>> begin Data provided

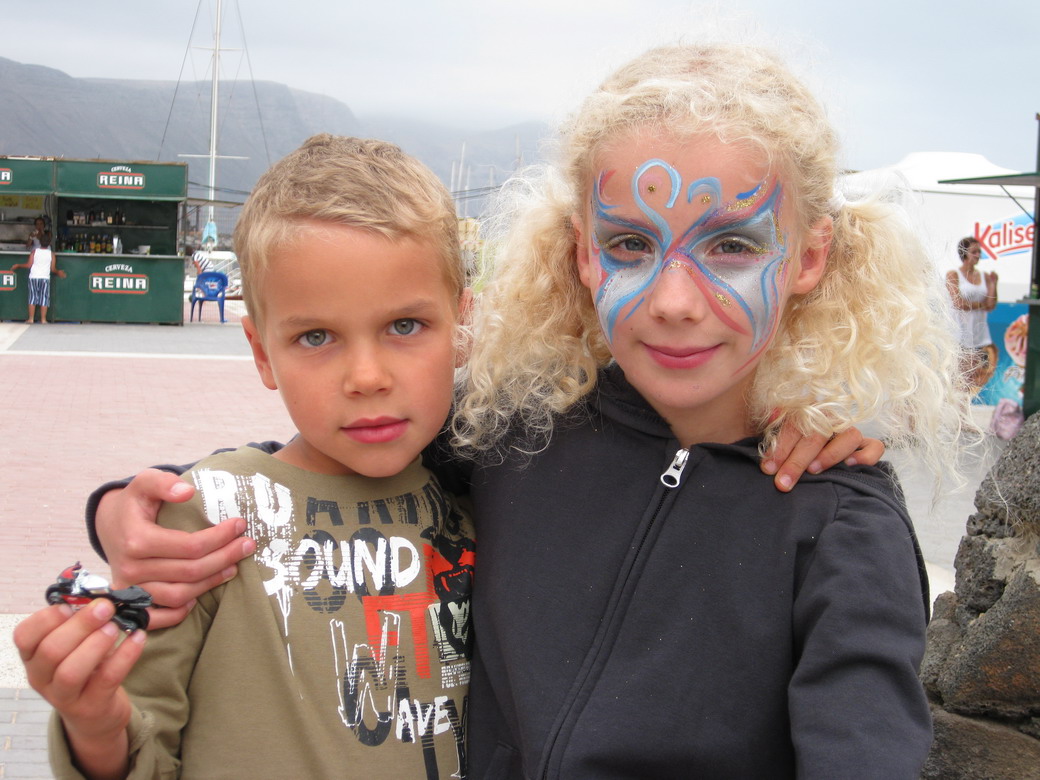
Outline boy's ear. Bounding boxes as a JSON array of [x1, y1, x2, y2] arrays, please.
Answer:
[[456, 287, 473, 368], [790, 214, 834, 295], [571, 214, 596, 290], [242, 317, 278, 390]]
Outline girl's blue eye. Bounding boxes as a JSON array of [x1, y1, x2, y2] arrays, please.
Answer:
[[716, 238, 754, 255], [300, 331, 329, 346], [603, 233, 653, 261], [390, 317, 422, 336]]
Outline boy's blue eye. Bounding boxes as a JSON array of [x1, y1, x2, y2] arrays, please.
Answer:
[[300, 331, 329, 346], [390, 317, 422, 336]]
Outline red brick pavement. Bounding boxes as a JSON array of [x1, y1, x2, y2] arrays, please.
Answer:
[[0, 353, 293, 614]]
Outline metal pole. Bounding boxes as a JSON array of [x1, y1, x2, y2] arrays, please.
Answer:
[[1022, 113, 1040, 417], [207, 0, 223, 222]]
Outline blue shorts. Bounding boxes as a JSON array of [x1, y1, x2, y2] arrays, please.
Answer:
[[29, 279, 51, 306]]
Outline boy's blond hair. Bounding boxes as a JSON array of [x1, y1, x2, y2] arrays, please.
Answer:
[[453, 44, 966, 488], [234, 133, 466, 322]]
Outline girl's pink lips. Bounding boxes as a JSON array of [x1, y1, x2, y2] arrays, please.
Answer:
[[340, 417, 408, 444], [644, 344, 719, 368]]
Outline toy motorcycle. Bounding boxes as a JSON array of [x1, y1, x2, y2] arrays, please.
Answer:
[[47, 561, 152, 633]]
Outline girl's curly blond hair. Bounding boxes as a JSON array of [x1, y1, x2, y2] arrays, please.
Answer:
[[452, 44, 967, 486]]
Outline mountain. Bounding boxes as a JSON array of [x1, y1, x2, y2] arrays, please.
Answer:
[[0, 57, 547, 215]]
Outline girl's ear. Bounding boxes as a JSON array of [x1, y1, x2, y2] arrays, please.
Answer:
[[242, 317, 278, 390], [790, 214, 834, 295], [571, 214, 596, 290]]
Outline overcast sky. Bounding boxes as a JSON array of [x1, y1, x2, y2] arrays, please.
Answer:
[[6, 0, 1040, 171]]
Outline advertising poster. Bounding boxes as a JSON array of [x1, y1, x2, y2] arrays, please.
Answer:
[[973, 304, 1030, 407]]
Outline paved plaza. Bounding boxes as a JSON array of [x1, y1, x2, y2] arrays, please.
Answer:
[[0, 314, 996, 779]]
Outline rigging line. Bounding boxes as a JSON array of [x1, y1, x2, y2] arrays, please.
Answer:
[[155, 0, 203, 162], [235, 2, 270, 167], [1000, 184, 1034, 219]]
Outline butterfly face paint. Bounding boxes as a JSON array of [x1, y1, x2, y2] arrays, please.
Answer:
[[591, 158, 790, 370]]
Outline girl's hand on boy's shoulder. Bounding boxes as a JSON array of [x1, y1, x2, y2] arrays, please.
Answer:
[[761, 425, 885, 493], [14, 599, 145, 740]]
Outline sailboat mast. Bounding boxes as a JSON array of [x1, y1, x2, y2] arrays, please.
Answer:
[[207, 0, 224, 222]]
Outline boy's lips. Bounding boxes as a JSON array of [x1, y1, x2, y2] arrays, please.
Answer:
[[340, 417, 408, 444], [644, 344, 719, 368]]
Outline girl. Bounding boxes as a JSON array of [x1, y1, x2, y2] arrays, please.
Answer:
[[59, 46, 965, 780], [454, 46, 966, 778], [946, 231, 996, 394]]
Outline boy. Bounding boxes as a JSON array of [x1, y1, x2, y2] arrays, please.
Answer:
[[16, 135, 473, 779], [10, 231, 64, 324]]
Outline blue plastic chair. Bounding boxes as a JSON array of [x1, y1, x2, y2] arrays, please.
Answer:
[[188, 270, 228, 322]]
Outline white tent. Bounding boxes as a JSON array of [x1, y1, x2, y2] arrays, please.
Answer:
[[842, 152, 1035, 302]]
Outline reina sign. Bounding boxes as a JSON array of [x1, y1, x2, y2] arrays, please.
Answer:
[[98, 165, 145, 189], [90, 263, 148, 295], [974, 214, 1036, 260]]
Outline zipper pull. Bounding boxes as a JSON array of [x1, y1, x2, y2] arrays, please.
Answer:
[[660, 449, 690, 488]]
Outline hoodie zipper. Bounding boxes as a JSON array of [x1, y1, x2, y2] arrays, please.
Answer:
[[660, 448, 690, 488], [542, 447, 690, 780]]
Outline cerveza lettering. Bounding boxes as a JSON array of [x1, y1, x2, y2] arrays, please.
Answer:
[[98, 174, 145, 189], [90, 274, 148, 292]]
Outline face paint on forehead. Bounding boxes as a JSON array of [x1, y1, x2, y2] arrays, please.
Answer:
[[592, 159, 722, 341], [592, 159, 788, 356]]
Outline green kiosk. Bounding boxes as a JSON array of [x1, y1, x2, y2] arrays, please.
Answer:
[[0, 157, 187, 324]]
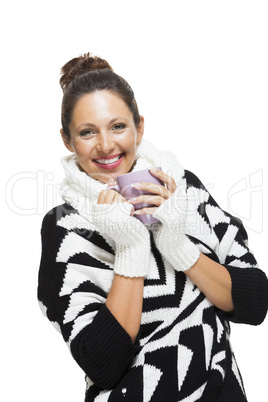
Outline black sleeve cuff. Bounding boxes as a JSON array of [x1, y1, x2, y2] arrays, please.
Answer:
[[71, 304, 139, 389], [221, 266, 268, 325]]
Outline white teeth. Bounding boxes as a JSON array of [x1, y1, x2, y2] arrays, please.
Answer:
[[95, 154, 122, 165]]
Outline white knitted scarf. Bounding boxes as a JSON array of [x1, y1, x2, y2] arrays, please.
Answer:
[[60, 139, 184, 221]]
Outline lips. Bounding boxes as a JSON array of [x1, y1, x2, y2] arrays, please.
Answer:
[[93, 152, 124, 162], [92, 152, 125, 169]]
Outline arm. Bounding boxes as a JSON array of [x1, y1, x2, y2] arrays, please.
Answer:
[[184, 254, 234, 313], [106, 274, 144, 343], [151, 172, 268, 325], [38, 204, 150, 389]]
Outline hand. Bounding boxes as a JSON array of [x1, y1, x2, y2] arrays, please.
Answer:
[[92, 178, 150, 277], [128, 168, 177, 215], [97, 179, 134, 216]]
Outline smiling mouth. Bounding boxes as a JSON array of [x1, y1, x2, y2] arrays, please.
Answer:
[[93, 152, 125, 165]]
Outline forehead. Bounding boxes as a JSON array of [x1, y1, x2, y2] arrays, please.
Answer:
[[72, 91, 132, 120]]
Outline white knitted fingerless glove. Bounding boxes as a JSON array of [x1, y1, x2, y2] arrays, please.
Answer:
[[153, 187, 200, 271], [92, 202, 151, 277]]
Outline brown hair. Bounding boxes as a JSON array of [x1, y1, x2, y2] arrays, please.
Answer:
[[60, 53, 140, 139]]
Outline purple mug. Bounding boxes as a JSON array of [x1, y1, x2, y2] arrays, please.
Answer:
[[109, 166, 164, 224]]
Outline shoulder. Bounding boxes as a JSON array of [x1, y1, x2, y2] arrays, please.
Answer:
[[184, 169, 206, 190]]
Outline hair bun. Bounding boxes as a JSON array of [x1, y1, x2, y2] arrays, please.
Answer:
[[60, 53, 113, 92]]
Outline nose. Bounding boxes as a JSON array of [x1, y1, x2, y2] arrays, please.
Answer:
[[96, 132, 114, 156]]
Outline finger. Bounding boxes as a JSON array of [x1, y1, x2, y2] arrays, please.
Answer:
[[107, 179, 116, 189], [128, 195, 166, 207], [134, 207, 158, 215], [131, 182, 171, 200], [150, 167, 177, 194], [97, 190, 127, 204]]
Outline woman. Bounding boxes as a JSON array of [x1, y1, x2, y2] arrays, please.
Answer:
[[38, 54, 268, 402]]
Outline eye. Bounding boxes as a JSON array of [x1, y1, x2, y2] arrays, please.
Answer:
[[113, 123, 126, 131], [80, 129, 94, 137]]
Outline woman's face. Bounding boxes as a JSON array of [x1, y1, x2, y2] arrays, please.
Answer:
[[61, 91, 144, 183]]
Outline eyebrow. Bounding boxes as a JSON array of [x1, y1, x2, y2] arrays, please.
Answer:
[[75, 116, 126, 131]]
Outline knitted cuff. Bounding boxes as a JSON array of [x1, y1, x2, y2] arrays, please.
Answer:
[[153, 188, 200, 271], [93, 203, 151, 277]]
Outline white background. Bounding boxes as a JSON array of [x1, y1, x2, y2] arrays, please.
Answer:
[[0, 0, 268, 402]]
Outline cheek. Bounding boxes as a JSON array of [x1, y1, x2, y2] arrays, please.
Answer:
[[74, 140, 93, 157]]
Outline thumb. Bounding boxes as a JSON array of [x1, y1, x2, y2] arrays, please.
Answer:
[[107, 179, 116, 189]]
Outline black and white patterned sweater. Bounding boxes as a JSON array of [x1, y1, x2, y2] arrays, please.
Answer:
[[38, 140, 268, 402]]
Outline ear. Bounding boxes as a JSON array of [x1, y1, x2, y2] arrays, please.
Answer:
[[137, 116, 144, 145], [60, 128, 74, 152]]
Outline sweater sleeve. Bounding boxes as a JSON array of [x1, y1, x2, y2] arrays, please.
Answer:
[[185, 171, 268, 325], [222, 218, 268, 325], [38, 204, 139, 389]]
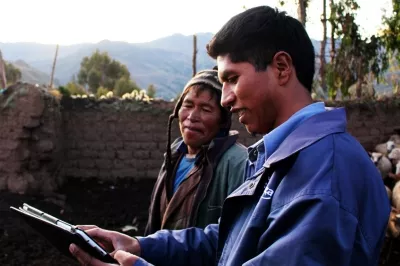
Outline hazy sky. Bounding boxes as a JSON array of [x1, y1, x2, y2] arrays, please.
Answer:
[[0, 0, 391, 44]]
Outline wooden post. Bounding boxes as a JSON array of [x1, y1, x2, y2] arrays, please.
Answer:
[[192, 34, 197, 77], [0, 50, 7, 89], [49, 44, 58, 89]]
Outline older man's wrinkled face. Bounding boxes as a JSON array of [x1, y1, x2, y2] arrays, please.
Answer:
[[178, 88, 221, 153]]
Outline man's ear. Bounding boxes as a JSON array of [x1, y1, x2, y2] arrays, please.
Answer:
[[271, 52, 293, 86]]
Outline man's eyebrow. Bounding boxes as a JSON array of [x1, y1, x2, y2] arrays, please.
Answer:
[[218, 70, 237, 82]]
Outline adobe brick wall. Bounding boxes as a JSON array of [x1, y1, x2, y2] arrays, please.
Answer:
[[61, 99, 256, 180], [0, 85, 400, 193], [58, 95, 400, 180], [0, 84, 63, 194]]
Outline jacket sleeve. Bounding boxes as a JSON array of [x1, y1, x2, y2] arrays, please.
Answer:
[[136, 224, 219, 266], [243, 196, 360, 266]]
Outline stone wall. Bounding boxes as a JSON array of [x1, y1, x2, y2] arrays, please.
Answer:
[[0, 84, 400, 193]]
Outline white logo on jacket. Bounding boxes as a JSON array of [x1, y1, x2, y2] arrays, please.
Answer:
[[261, 186, 274, 199]]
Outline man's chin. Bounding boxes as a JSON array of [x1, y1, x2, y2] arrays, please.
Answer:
[[244, 125, 262, 137]]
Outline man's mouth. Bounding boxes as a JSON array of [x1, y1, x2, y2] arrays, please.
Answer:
[[185, 127, 202, 133], [238, 109, 246, 118]]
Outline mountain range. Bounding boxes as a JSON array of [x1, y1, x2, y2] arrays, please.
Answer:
[[0, 33, 394, 100]]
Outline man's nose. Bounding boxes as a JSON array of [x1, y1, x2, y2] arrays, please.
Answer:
[[221, 83, 235, 108], [188, 108, 199, 122]]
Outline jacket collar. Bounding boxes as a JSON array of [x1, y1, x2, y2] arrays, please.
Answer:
[[264, 107, 347, 168]]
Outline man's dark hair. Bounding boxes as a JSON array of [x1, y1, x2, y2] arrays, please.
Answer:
[[207, 6, 315, 91]]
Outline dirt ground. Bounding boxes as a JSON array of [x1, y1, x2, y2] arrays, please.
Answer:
[[0, 177, 400, 266], [0, 177, 155, 266]]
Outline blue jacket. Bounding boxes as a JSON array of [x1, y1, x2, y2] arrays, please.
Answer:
[[135, 108, 390, 266]]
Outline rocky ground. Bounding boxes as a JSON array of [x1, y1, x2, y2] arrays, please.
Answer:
[[0, 180, 154, 266]]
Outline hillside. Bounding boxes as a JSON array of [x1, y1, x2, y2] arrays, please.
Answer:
[[0, 33, 394, 99], [0, 33, 216, 99], [10, 60, 60, 86]]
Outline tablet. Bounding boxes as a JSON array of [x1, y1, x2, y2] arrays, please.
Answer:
[[10, 203, 118, 264]]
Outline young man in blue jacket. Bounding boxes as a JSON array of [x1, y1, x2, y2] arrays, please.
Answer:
[[71, 6, 390, 266]]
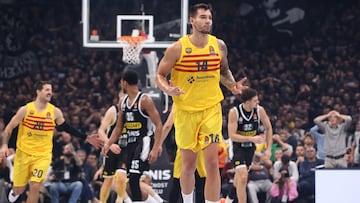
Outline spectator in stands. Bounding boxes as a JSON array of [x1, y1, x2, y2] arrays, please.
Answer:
[[270, 167, 298, 203], [295, 145, 305, 168], [303, 132, 316, 149], [247, 151, 272, 203], [310, 125, 325, 160], [271, 132, 293, 161], [314, 110, 352, 168], [49, 144, 83, 203], [297, 147, 324, 200], [273, 154, 299, 182], [351, 120, 360, 168]]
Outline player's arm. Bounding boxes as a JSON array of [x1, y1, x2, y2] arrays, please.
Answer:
[[102, 99, 124, 156], [0, 106, 26, 155], [259, 106, 273, 158], [161, 106, 174, 144], [155, 41, 184, 96], [218, 39, 236, 91], [218, 39, 247, 94], [98, 106, 116, 142], [228, 107, 253, 142], [54, 107, 102, 148], [141, 95, 162, 163]]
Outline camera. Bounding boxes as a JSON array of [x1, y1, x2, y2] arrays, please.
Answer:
[[281, 173, 290, 178]]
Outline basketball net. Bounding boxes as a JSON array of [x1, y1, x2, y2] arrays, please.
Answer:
[[119, 36, 147, 64]]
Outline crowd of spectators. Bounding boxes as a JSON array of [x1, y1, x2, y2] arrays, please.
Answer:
[[0, 0, 360, 202]]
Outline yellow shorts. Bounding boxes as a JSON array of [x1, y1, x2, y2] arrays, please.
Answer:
[[174, 103, 222, 152], [173, 149, 206, 178], [13, 149, 52, 187]]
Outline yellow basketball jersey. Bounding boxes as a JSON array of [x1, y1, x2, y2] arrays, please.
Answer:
[[16, 102, 55, 155], [171, 35, 224, 112]]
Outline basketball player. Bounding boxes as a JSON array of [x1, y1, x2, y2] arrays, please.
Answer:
[[102, 70, 162, 202], [98, 92, 131, 203], [0, 81, 102, 203], [161, 108, 206, 203], [155, 3, 246, 203], [228, 88, 272, 203]]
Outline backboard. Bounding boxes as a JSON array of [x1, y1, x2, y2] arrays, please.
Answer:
[[82, 0, 189, 49]]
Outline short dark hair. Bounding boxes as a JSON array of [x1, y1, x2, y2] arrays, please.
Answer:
[[189, 3, 213, 17], [35, 80, 51, 90], [240, 87, 257, 102], [281, 154, 290, 164], [121, 70, 139, 85]]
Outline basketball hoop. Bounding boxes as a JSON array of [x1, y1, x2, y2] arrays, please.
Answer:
[[119, 36, 147, 64]]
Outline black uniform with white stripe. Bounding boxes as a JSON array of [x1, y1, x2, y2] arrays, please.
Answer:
[[103, 105, 127, 178], [121, 92, 155, 201], [232, 104, 260, 168]]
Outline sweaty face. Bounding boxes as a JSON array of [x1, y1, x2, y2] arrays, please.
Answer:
[[190, 8, 212, 34], [36, 84, 52, 102]]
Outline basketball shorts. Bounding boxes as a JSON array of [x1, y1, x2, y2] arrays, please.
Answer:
[[126, 136, 154, 174], [103, 148, 127, 178], [174, 103, 222, 152], [173, 149, 206, 178], [13, 149, 52, 187], [232, 143, 256, 168]]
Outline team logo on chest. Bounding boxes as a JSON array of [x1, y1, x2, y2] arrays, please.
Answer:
[[185, 48, 192, 54], [46, 112, 51, 120], [188, 76, 195, 84], [209, 46, 216, 56]]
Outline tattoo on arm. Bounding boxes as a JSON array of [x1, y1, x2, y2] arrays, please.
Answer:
[[218, 40, 236, 89]]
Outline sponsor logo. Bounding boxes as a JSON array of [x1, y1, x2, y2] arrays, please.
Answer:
[[204, 136, 210, 144], [46, 112, 51, 120], [188, 76, 195, 84], [209, 46, 216, 56], [125, 122, 142, 130]]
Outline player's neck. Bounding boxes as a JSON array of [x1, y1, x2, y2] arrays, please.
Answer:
[[243, 103, 252, 112], [34, 99, 48, 112], [126, 87, 139, 100], [189, 32, 209, 48]]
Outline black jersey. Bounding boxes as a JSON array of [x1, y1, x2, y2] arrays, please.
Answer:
[[106, 105, 119, 138], [234, 104, 260, 147], [121, 92, 154, 143]]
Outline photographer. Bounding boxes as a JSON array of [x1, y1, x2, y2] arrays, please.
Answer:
[[270, 167, 298, 203], [49, 143, 83, 203]]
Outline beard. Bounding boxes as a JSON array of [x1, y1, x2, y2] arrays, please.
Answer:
[[193, 25, 211, 34]]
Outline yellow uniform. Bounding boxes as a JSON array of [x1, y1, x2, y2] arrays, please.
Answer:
[[14, 102, 55, 187], [171, 35, 224, 152], [173, 148, 206, 179]]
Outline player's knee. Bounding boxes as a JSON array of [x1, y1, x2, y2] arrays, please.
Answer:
[[13, 187, 25, 195], [238, 173, 248, 185], [181, 162, 196, 174], [28, 182, 42, 193]]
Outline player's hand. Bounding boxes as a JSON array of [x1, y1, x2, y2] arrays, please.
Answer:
[[263, 148, 271, 160], [231, 77, 248, 95], [148, 146, 162, 164], [0, 145, 9, 161], [86, 134, 104, 149], [101, 143, 110, 158], [252, 136, 264, 144], [166, 80, 185, 96], [110, 144, 121, 154]]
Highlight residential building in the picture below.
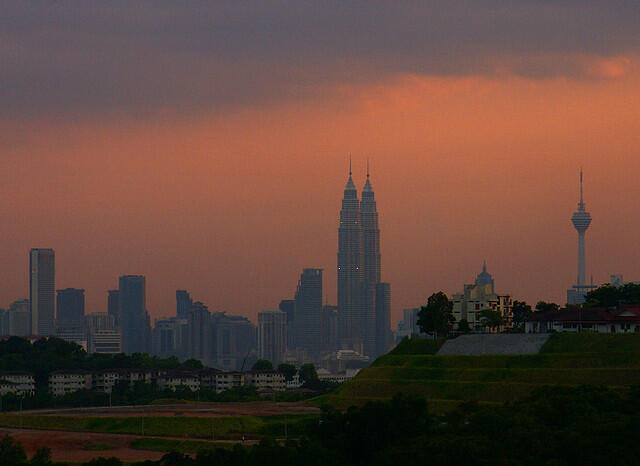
[0,371,36,396]
[156,371,200,392]
[216,371,244,393]
[525,306,640,333]
[452,263,513,331]
[87,329,123,354]
[49,370,93,396]
[258,310,287,366]
[244,371,287,392]
[29,248,56,336]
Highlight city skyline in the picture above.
[0,4,640,321]
[1,165,632,325]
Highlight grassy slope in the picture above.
[323,333,640,411]
[0,414,317,439]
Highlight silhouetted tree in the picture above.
[278,362,298,380]
[418,291,454,337]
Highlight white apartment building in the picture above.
[49,370,93,396]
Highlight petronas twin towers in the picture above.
[338,167,391,358]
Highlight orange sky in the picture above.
[0,56,640,322]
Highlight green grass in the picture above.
[320,333,640,412]
[130,437,233,453]
[0,414,317,440]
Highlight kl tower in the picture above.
[567,169,595,304]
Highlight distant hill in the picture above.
[323,333,640,411]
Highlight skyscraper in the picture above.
[338,164,364,351]
[56,288,84,328]
[186,301,211,365]
[375,283,391,356]
[258,310,287,367]
[118,275,150,354]
[567,169,595,304]
[29,248,56,336]
[107,290,120,327]
[176,290,193,317]
[360,162,380,356]
[293,269,322,354]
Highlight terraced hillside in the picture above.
[326,333,640,411]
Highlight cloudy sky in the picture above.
[0,0,640,321]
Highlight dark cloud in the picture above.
[0,0,640,116]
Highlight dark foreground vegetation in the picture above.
[0,386,640,466]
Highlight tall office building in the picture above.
[56,288,85,328]
[258,310,287,367]
[293,269,322,355]
[186,301,211,365]
[338,164,391,357]
[118,275,150,354]
[107,290,120,327]
[567,169,595,304]
[29,248,56,336]
[338,166,364,352]
[360,163,380,356]
[375,283,391,356]
[7,299,31,337]
[176,290,193,318]
[278,299,296,348]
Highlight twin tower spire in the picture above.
[345,157,373,192]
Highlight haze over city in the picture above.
[0,1,640,322]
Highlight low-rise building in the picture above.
[87,329,122,354]
[0,371,36,395]
[244,371,287,392]
[452,264,513,331]
[157,371,200,392]
[216,372,244,393]
[49,370,93,396]
[524,306,640,333]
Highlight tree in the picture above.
[458,319,471,333]
[511,301,531,326]
[298,363,318,384]
[251,359,273,371]
[418,291,454,337]
[0,435,27,465]
[536,301,560,312]
[278,362,298,381]
[480,309,504,328]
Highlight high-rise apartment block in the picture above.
[258,310,287,366]
[29,248,56,336]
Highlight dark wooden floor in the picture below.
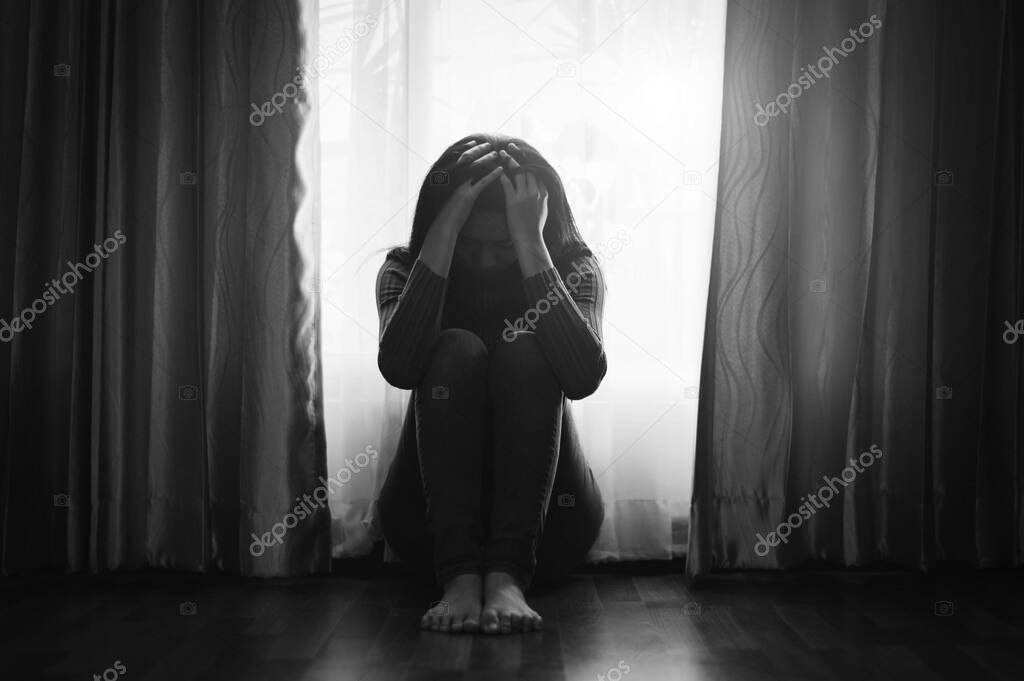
[6,571,1024,681]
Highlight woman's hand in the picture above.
[499,143,554,279]
[419,142,504,276]
[499,143,548,248]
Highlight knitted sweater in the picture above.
[377,249,607,399]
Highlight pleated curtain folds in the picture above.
[0,0,330,576]
[687,0,1024,577]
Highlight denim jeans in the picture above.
[378,329,604,589]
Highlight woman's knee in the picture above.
[421,329,487,387]
[490,331,559,389]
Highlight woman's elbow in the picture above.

>> end Data provided

▸ Task to carry out: Scale the part of the data that opens with the line containing "Outline team logo" and closes with the line containing "46, 216, 56]]", both included. Write those lines out again, requests included, with each bounding-box coordinate in the answers multiplied by 1.6 and rounded to a whole number, halves rounded up.

▸ Final answer:
Outline team logo on chest. Bounding boxes as a JSON array of [x1, y1, x2, y2] arrays, please.
Answer:
[[296, 77, 307, 86], [74, 179, 82, 192], [301, 122, 312, 134], [334, 74, 346, 90]]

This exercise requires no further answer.